Bank Mergers Are On Track to Hit Highest Level Since the Financial Crisis

Banks are on pace this year to merge at a level not seen since the 2008 financial crisis.

It is a sharp turnaround from last year, when the economy spiraled and many regional and community banks put merger plans on the shelf. Now, bank executives are feeling more certain about what the future holds, but some are finding it hard to make it on their own. Though the economy has in many ways recovered from 2020, loan demand is still low and profits from lending are slim.

Banks have announced more than $54 billion in deals through late September, according to Dealogic. That puts industry mergers and acquisitions on pace for their biggest year since 2008, when some big banks had to sell themselves to stave off collapse. At this time last year, banks had announced just $17 billion in mergers.

Banks typically spend weeks or months turning a potential target’s loan book upside down, searching for risky loans or other red flags, before agreeing to acquire it. But the Covid-19 pandemic muddied that process. For months, lenders struggled to assess the creditworthiness of their own customers, much less those of their competitors.

“Neither potential sellers nor buyers really wanted to do a transaction last year because of the uncertainty that could be on folks’ balance sheets,” said Kevin Riley, chief executive of First Interstate BancSystem Inc. FIBK 2.85% in Billings, Mont.

**RECORD SET**.
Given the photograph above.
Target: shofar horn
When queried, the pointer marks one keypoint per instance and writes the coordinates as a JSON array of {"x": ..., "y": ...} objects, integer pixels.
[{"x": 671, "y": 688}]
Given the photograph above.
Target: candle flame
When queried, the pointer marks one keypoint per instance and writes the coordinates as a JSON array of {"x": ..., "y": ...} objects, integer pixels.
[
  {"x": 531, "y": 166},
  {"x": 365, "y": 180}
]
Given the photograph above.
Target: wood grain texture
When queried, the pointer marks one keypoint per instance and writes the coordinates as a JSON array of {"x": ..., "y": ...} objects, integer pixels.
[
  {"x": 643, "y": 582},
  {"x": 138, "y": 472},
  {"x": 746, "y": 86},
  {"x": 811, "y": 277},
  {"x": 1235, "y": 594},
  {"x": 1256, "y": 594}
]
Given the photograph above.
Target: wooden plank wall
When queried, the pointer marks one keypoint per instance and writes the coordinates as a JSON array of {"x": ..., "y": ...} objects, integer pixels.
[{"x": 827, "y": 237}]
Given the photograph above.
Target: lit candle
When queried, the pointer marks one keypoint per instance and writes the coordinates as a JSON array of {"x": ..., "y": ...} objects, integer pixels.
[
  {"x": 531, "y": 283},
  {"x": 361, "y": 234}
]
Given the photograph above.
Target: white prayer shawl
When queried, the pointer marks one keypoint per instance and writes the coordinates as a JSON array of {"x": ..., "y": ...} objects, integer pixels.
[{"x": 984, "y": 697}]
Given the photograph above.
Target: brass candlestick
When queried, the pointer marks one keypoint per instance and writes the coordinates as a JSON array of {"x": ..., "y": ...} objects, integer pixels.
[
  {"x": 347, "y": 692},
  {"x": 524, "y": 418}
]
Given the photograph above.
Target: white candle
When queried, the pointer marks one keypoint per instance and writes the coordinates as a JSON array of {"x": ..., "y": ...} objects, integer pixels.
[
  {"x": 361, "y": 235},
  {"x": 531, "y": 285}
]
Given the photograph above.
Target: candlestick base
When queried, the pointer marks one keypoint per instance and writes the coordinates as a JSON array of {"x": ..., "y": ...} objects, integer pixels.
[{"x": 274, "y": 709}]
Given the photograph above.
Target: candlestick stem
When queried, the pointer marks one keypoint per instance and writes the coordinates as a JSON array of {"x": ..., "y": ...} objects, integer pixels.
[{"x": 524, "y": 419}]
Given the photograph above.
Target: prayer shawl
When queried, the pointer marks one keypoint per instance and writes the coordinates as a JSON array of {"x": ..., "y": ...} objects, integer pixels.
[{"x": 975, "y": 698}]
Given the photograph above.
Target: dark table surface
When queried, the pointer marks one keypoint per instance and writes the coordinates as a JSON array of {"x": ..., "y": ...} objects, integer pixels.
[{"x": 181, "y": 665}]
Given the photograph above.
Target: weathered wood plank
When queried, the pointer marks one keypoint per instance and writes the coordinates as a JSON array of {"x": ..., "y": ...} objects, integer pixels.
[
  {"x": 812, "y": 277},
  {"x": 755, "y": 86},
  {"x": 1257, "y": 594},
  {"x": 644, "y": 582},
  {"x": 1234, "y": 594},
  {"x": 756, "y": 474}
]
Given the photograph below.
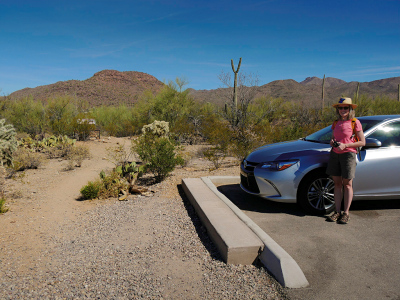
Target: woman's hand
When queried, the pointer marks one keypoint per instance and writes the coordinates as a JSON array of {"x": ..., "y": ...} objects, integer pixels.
[{"x": 341, "y": 146}]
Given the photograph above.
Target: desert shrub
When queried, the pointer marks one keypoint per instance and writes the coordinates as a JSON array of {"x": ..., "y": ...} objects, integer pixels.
[
  {"x": 156, "y": 150},
  {"x": 119, "y": 155},
  {"x": 27, "y": 115},
  {"x": 172, "y": 104},
  {"x": 111, "y": 184},
  {"x": 115, "y": 120},
  {"x": 25, "y": 158},
  {"x": 8, "y": 143},
  {"x": 3, "y": 209},
  {"x": 60, "y": 113},
  {"x": 91, "y": 190},
  {"x": 215, "y": 155},
  {"x": 76, "y": 155},
  {"x": 108, "y": 185}
]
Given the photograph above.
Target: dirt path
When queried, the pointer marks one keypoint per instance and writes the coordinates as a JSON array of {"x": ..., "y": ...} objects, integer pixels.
[
  {"x": 53, "y": 246},
  {"x": 46, "y": 199}
]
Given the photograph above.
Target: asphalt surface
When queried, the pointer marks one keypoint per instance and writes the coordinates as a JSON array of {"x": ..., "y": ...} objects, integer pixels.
[{"x": 360, "y": 260}]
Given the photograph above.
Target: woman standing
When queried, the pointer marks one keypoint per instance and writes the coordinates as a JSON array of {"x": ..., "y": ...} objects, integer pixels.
[{"x": 342, "y": 160}]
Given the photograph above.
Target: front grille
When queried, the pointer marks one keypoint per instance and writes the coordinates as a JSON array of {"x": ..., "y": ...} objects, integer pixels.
[{"x": 249, "y": 183}]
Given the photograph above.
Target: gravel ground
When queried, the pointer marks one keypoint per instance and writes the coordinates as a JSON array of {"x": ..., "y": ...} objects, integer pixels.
[{"x": 150, "y": 247}]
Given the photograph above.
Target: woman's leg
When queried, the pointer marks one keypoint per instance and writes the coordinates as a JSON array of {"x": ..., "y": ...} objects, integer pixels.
[
  {"x": 338, "y": 190},
  {"x": 348, "y": 194}
]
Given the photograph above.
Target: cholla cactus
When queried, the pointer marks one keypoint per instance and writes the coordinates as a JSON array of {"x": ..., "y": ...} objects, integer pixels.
[
  {"x": 8, "y": 143},
  {"x": 157, "y": 128}
]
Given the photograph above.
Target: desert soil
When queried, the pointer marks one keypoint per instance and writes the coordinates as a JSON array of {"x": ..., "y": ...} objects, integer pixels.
[{"x": 55, "y": 246}]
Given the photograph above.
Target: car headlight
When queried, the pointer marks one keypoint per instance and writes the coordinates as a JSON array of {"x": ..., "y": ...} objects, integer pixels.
[{"x": 279, "y": 165}]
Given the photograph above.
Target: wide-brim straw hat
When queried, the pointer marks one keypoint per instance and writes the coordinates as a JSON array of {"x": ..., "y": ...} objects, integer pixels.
[{"x": 345, "y": 101}]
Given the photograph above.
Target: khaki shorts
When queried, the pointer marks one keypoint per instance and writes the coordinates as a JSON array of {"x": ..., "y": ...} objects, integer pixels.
[{"x": 343, "y": 165}]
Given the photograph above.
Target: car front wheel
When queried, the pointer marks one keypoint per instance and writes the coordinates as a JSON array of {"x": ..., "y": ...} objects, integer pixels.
[{"x": 316, "y": 194}]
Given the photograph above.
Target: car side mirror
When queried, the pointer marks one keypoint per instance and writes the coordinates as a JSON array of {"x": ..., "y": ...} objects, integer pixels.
[{"x": 372, "y": 143}]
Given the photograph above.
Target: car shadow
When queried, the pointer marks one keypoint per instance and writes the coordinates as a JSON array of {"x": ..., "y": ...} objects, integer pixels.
[{"x": 249, "y": 202}]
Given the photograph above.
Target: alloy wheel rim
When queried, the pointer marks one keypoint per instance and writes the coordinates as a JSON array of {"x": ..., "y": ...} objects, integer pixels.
[{"x": 320, "y": 194}]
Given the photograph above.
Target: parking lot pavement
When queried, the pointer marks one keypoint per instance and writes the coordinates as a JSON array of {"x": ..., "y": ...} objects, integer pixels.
[{"x": 360, "y": 260}]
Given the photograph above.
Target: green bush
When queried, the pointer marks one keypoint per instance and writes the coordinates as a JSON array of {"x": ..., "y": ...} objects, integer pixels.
[
  {"x": 76, "y": 155},
  {"x": 91, "y": 190},
  {"x": 25, "y": 158},
  {"x": 8, "y": 143},
  {"x": 3, "y": 209},
  {"x": 157, "y": 151}
]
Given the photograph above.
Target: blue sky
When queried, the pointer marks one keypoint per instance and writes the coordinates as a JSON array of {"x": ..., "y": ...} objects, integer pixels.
[{"x": 45, "y": 41}]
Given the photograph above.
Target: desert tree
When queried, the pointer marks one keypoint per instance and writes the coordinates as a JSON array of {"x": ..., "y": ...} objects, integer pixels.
[
  {"x": 238, "y": 96},
  {"x": 8, "y": 142}
]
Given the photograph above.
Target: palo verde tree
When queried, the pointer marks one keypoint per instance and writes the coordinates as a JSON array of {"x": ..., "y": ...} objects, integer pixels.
[
  {"x": 239, "y": 96},
  {"x": 8, "y": 143}
]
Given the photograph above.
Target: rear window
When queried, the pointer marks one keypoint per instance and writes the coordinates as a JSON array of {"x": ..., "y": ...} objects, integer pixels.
[{"x": 325, "y": 135}]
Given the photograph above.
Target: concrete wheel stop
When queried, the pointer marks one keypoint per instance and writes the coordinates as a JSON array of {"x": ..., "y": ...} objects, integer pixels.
[{"x": 237, "y": 237}]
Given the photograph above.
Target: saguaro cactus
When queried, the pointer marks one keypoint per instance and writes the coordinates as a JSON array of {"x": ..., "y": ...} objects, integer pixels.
[
  {"x": 235, "y": 86},
  {"x": 323, "y": 92},
  {"x": 358, "y": 90},
  {"x": 8, "y": 142}
]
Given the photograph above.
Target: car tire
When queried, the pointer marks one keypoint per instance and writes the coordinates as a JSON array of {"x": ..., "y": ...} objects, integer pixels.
[{"x": 316, "y": 194}]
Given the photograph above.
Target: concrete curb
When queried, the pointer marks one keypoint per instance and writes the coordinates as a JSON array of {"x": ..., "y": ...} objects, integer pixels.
[
  {"x": 274, "y": 257},
  {"x": 236, "y": 243}
]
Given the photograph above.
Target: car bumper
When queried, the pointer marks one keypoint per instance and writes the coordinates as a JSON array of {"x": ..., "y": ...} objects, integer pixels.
[{"x": 279, "y": 186}]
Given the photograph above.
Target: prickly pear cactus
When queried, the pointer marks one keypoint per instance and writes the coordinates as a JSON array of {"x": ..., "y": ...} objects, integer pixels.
[
  {"x": 157, "y": 128},
  {"x": 8, "y": 143}
]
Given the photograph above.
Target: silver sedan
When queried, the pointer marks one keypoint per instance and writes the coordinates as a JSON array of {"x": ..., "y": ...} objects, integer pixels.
[{"x": 295, "y": 171}]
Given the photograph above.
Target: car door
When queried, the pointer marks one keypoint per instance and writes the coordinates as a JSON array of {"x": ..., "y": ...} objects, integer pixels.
[{"x": 378, "y": 169}]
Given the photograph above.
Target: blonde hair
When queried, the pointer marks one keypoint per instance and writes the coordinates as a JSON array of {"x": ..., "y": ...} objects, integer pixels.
[{"x": 350, "y": 116}]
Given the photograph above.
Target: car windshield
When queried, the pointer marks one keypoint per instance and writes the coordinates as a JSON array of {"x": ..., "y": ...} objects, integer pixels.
[{"x": 324, "y": 135}]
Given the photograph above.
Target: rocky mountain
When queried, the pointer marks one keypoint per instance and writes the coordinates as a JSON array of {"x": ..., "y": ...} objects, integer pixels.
[
  {"x": 309, "y": 91},
  {"x": 105, "y": 87},
  {"x": 110, "y": 87}
]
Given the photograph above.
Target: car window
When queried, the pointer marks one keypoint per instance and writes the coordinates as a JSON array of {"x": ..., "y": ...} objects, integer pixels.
[
  {"x": 325, "y": 135},
  {"x": 389, "y": 135}
]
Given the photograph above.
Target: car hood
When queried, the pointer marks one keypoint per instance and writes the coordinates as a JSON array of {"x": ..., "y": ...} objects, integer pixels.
[{"x": 287, "y": 150}]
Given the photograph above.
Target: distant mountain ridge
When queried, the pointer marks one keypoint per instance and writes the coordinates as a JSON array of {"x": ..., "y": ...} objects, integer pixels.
[
  {"x": 109, "y": 87},
  {"x": 106, "y": 87}
]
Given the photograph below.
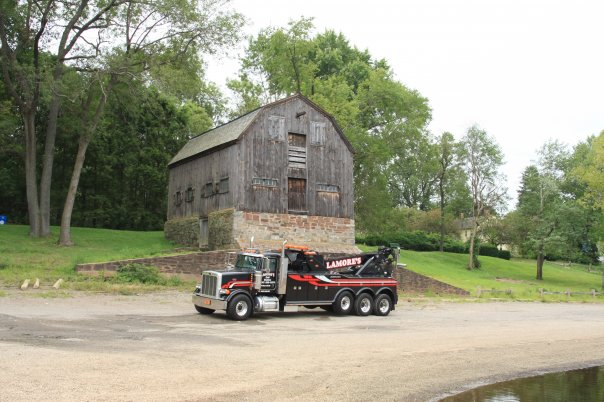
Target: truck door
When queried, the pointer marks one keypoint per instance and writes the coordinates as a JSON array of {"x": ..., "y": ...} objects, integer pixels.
[{"x": 269, "y": 276}]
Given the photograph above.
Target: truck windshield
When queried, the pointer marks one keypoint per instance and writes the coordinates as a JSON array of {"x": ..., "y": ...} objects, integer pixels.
[{"x": 247, "y": 262}]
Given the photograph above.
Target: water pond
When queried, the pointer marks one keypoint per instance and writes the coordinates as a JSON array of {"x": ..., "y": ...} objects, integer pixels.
[{"x": 585, "y": 385}]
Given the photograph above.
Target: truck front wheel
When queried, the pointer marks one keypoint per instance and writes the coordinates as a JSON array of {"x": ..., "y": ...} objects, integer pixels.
[
  {"x": 203, "y": 310},
  {"x": 343, "y": 304},
  {"x": 363, "y": 306},
  {"x": 239, "y": 308}
]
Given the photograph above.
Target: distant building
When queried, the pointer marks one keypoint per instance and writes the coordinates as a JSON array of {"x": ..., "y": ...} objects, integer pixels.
[{"x": 281, "y": 172}]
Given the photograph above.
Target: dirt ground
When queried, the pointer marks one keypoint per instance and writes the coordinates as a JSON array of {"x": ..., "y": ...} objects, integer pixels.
[{"x": 156, "y": 347}]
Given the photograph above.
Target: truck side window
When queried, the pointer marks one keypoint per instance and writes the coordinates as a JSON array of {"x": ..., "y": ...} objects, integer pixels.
[{"x": 272, "y": 264}]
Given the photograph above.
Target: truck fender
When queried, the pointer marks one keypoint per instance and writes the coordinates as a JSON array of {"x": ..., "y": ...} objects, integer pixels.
[
  {"x": 238, "y": 292},
  {"x": 388, "y": 291},
  {"x": 342, "y": 291},
  {"x": 365, "y": 290}
]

**WHAT THIS EXERCISE ASKS**.
**A)** List every proper name of a person, organization, or place that appears in the article on bank mergers above.
**B)** State whether each statement agrees with the article on bank mergers, answering yes or no and quoting the decisive words of the article: (i) Through late September, banks had announced more than $54 billion in deals. (ii) Loan demand has returned to strong levels. (iii) Kevin Riley is the chief financial officer of First Interstate BancSystem Inc.
**C)** According to the article on bank mergers, how long do banks typically spend examining a potential target's loan book before agreeing to acquire it?

**SOLUTIONS BELOW**.
**A)** Dealogic; Kevin Riley; First Interstate BancSystem Inc.; Billings, Mont.

**B)**
(i) Yes: "Banks have announced more than $54 billion in deals through late September, according to Dealogic."
(ii) No: "loan demand is still low and profits from lending are slim."
(iii) No: "chief executive of First Interstate BancSystem Inc."

**C)** Weeks or months.